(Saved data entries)
■ ■ ■

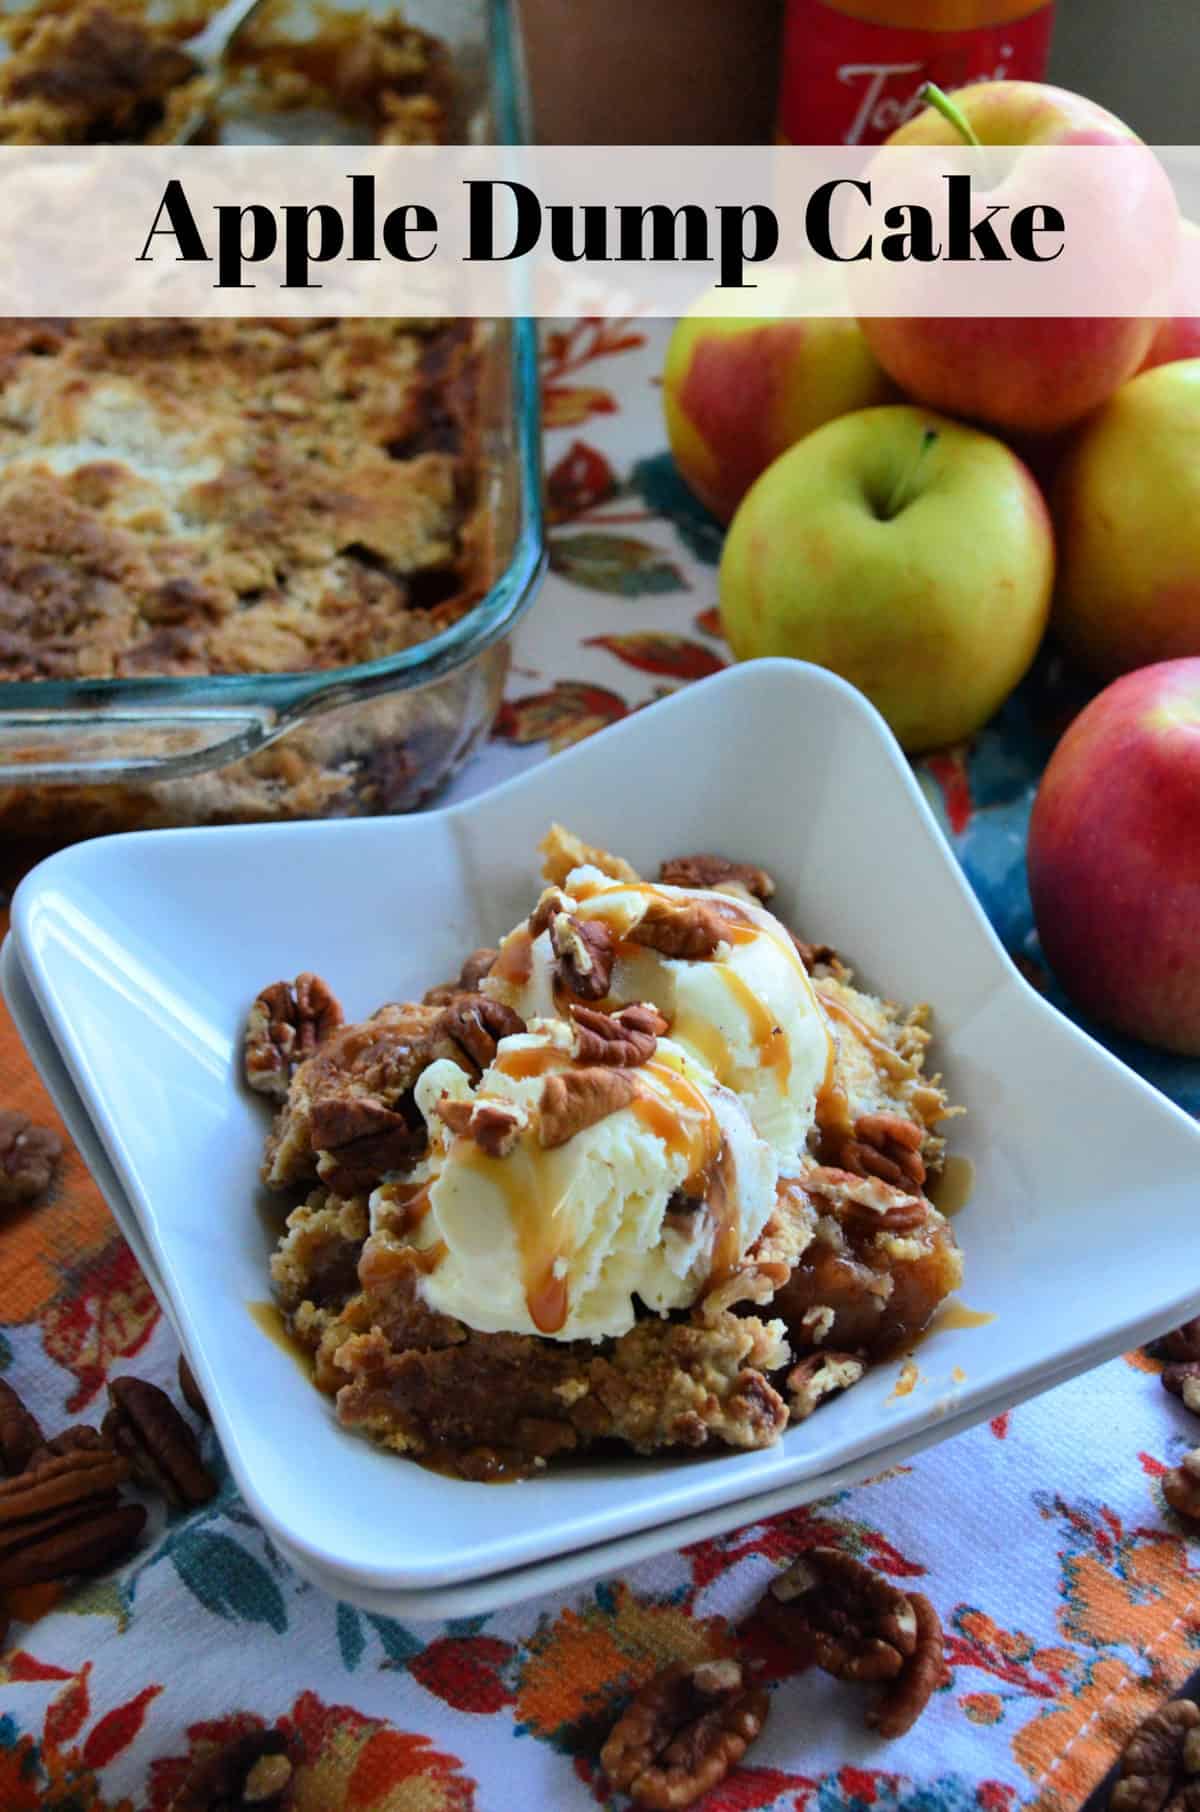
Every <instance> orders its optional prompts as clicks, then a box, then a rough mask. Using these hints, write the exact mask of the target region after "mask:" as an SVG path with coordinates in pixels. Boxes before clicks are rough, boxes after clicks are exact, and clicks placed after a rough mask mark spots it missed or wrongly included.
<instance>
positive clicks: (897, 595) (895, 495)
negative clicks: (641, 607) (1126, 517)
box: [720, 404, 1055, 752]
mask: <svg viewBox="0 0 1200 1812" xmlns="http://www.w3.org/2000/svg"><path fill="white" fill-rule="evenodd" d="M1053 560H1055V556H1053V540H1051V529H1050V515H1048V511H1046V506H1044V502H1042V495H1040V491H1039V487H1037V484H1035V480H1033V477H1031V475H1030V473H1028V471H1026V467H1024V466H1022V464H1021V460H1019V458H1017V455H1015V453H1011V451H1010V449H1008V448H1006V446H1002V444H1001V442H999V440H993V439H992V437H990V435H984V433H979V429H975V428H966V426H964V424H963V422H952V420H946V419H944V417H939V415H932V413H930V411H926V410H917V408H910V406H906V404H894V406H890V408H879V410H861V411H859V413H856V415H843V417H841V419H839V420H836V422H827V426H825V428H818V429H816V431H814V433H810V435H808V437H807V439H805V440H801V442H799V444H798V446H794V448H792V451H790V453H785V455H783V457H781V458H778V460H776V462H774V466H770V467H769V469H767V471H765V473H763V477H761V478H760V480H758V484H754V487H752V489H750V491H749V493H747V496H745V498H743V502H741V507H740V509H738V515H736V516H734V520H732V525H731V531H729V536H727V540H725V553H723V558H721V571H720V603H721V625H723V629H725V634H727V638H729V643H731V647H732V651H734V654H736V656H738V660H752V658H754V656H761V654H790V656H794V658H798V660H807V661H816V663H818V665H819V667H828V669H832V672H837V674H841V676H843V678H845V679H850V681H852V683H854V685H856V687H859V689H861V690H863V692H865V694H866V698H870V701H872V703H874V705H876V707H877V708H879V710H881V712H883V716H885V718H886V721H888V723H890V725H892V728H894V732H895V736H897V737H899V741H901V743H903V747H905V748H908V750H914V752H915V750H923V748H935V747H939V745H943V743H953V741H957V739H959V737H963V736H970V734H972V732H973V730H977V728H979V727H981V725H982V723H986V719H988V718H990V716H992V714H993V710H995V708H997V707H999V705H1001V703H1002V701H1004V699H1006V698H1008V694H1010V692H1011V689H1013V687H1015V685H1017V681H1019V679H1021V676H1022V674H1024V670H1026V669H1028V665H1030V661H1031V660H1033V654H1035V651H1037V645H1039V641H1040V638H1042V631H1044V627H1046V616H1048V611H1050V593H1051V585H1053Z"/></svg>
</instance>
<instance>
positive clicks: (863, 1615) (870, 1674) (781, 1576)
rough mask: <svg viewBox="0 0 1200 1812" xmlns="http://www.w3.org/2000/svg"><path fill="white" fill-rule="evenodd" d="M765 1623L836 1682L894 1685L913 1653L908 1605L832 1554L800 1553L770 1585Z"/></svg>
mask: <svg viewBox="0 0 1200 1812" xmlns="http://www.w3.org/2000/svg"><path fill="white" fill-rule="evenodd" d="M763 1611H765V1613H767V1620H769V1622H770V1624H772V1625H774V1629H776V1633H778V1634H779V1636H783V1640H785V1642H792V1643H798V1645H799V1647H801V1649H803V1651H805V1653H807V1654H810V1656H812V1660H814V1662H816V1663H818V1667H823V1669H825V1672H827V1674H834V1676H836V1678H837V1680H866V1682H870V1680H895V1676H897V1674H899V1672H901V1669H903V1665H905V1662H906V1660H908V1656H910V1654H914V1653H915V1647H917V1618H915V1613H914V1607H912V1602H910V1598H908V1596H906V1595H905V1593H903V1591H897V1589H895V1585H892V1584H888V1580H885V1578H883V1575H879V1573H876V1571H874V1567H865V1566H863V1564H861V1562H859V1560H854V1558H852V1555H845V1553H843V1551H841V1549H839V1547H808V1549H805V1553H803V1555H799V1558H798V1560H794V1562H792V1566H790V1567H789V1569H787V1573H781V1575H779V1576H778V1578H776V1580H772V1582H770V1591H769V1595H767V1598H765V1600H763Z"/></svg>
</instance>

■ ■ ■

[Task details] The reply must match the records exactly, apart from the pictures, which are left out.

[Written reply]
Every <instance> orders its optional prompts as clicks, then a box, then a rough mask. Using these hints, write the exact mask of the target region after "mask:" as an SVG path with coordinates in pixels. Boxes before clicks are rough, boxes after clicks are exact, and clicks placed after a rough mask mark spots it missed or wrongly included.
<instance>
positive clicks: (897, 595) (895, 495)
negative clicks: (641, 607) (1126, 517)
box: [720, 404, 1055, 752]
mask: <svg viewBox="0 0 1200 1812" xmlns="http://www.w3.org/2000/svg"><path fill="white" fill-rule="evenodd" d="M1053 560H1055V556H1053V540H1051V529H1050V515H1048V511H1046V506H1044V502H1042V495H1040V491H1039V487H1037V484H1035V480H1033V477H1031V475H1030V473H1028V471H1026V467H1024V466H1022V464H1021V460H1019V458H1017V455H1015V453H1011V451H1010V449H1008V448H1006V446H1002V444H1001V442H999V440H993V439H992V437H990V435H984V433H979V429H975V428H966V426H964V424H963V422H952V420H946V419H944V417H939V415H932V413H930V411H926V410H917V408H910V406H906V404H894V406H890V408H879V410H861V411H859V413H856V415H843V417H841V419H839V420H836V422H827V426H825V428H818V429H816V431H814V433H810V435H808V437H807V439H805V440H801V442H799V444H798V446H794V448H792V451H790V453H785V455H783V457H781V458H778V460H776V462H774V466H770V467H769V469H767V471H765V473H763V477H761V478H760V480H758V484H754V487H752V489H750V491H749V493H747V496H745V498H743V502H741V507H740V509H738V515H736V516H734V520H732V525H731V531H729V536H727V540H725V553H723V558H721V571H720V603H721V625H723V629H725V634H727V638H729V643H731V647H732V651H734V654H736V656H738V660H752V658H754V656H761V654H790V656H794V658H798V660H807V661H816V663H818V665H819V667H828V669H832V672H837V674H841V676H843V678H845V679H850V681H852V683H854V685H856V687H859V689H861V690H863V692H865V694H866V698H870V701H872V703H874V705H876V707H877V708H879V710H881V712H883V716H885V718H886V721H888V723H890V725H892V728H894V732H895V736H897V737H899V741H901V743H903V747H905V748H908V750H914V752H915V750H923V748H935V747H939V745H943V743H953V741H957V739H959V737H963V736H970V734H972V732H973V730H977V728H979V727H981V725H982V723H986V719H988V718H990V716H992V714H993V710H995V708H997V707H999V705H1001V703H1002V701H1004V699H1006V698H1008V694H1010V692H1011V689H1013V687H1015V685H1017V681H1019V679H1021V676H1022V674H1024V670H1026V669H1028V665H1030V661H1031V660H1033V654H1035V651H1037V645H1039V641H1040V638H1042V631H1044V627H1046V616H1048V611H1050V593H1051V585H1053Z"/></svg>
</instance>
<instance>
positive clicks: (863, 1615) (870, 1674) (781, 1576)
rough mask: <svg viewBox="0 0 1200 1812" xmlns="http://www.w3.org/2000/svg"><path fill="white" fill-rule="evenodd" d="M765 1623L836 1682L894 1685L913 1653L908 1605L832 1554L800 1553L770 1585Z"/></svg>
mask: <svg viewBox="0 0 1200 1812" xmlns="http://www.w3.org/2000/svg"><path fill="white" fill-rule="evenodd" d="M763 1611H765V1613H767V1620H769V1622H770V1624H772V1625H774V1629H776V1633H778V1634H779V1636H783V1640H785V1642H792V1643H798V1645H799V1647H801V1649H803V1651H805V1653H807V1654H810V1656H812V1660H814V1662H816V1663H818V1667H823V1669H825V1672H827V1674H834V1676H836V1678H837V1680H866V1682H870V1680H895V1676H897V1674H899V1672H901V1669H903V1665H905V1662H906V1660H908V1656H910V1654H914V1653H915V1647H917V1618H915V1613H914V1607H912V1602H910V1598H908V1596H906V1595H905V1593H903V1591H897V1589H895V1585H892V1584H888V1580H885V1578H883V1575H879V1573H876V1571H874V1567H865V1566H863V1564H861V1562H859V1560H854V1558H852V1555H845V1553H843V1551H841V1549H839V1547H808V1549H805V1553H803V1555H799V1558H798V1560H794V1562H792V1566H790V1567H789V1569H787V1573H781V1575H779V1576H778V1578H776V1580H772V1582H770V1591H769V1595H767V1598H765V1600H763Z"/></svg>
</instance>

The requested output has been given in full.